__WHAT TO DO__: According to the article on online GP records access, how many patients were signed up to view their record electronically in January?

The government is optimistic about meeting its April deadline for patient access to online records, despite January figures revealing that thousands of practices were yet to offer the service.
Health secretary Jeremy Hunt has pledged that all patients who want it will have online access to their GP record by 31 March 2015. The government scaled back the pledge in October 2013, requiring GP practices to provide access to only the brief information held on their Summary Care Record.
The latest official figures, from the Health and Social Care Information Centre, show that at the start of 2015, around one third of practices (2500) had switched on the necessary functionality. Updated figures will not be available until May, after the deadline has come and gone.
However, NHS England director of digital technology Beverley Bryant said the latest preliminary figures suggest around 90% of practices are offering patients access to summary information held in their medical record.
“At this stage we’re optimistic about meeting the target of having 95% of practices providing online appointment bookings, ordering of repeating prescriptions and access to summary information by March 31,” she said.
Dr Paul Cundy, joint chairman of the BMA and RCGP's joint IT committee, told EHI News there are legitimate reasons for not offering online access at all practices and there will not be any repercussions, financial or otherwise, for those that fail to meet the “political deadline”.
“We are not going to get terribly vexed about whether they do or do not meet the deadline. We are not impeding patient access; far from it,” he said.
“Appointments and repeat prescribing access we are enormously supportive of. Online access to detailed records, that’s a completely different thing and it’s better to be late but safe rather than rush in head long and open the floodgates to some very sensitive patient data,” Dr Cundy added.
“If you compare what’s been achieved in general practice with what has been achieved elsewhere, making all these records available within a year is a pretty fantastic achievement.”
Industry sources also suggest the number of practices offering patient access has risen significantly in the run up to the April deadline.
According to the January data, more than 1000 practices, using either INPS or Microtest clinical systems, did not have the functionality to allow patients to view their records online. An INPS spokesman said it started rolling out the service to Vision users in February and “all but a handful of practices” will have their systems configured to meet the target.
A statement from Emis says more than three quarters of its customers are offering records access.
Dr Anant Sharma, a partner at Bilston Health Centre in Wolverhampton, said the practice has experienced no problems since providing patients with online records access and will enable more modules.
“We had our concerns at first, our main fear being that it would lead to patients misinterpreting information and possibly disputing details; scenarios that would ultimately end up putting more demands on practice time and resources, but this hasn’t been the case. It’s been a very positive move,” he said.
Despite thousands of practices offering patient access, the vast majority have no patients enrolled to use it. From a total 57 million patients, around 760,000 were signed up to electronically view their record in January this year.
In the final three months of 2014, these records were accessed 50,000 times.
Dr Cundy said this is evidence that patients are not interested in electronic records access. None of his patients have ever requested it, but use of transactional services such as repeat prescriptions is high.
“GPs are snowed under so online access is not a high priority. The work involved can be quite onerous so we are not saying we should go out and promote it, but deal with it when patients request it.”
Practices must offer access to detailed coded medical records by this time next year, with around 56,000 patients nationwide having access already.
Bryant said NHS England’s focus is to work with patient groups to increase the uptake of online services over the coming year.

[Point-per-instance localization rows]
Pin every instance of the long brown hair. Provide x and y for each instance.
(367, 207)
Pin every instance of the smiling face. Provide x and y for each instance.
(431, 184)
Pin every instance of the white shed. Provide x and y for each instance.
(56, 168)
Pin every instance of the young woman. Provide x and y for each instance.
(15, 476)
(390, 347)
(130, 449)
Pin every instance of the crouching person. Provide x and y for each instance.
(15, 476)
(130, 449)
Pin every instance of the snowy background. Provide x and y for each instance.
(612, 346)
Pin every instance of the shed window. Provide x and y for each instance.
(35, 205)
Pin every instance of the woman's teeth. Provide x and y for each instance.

__REPLY TO THE TASK__: Around 760,000 patients, out of a total of 57 million.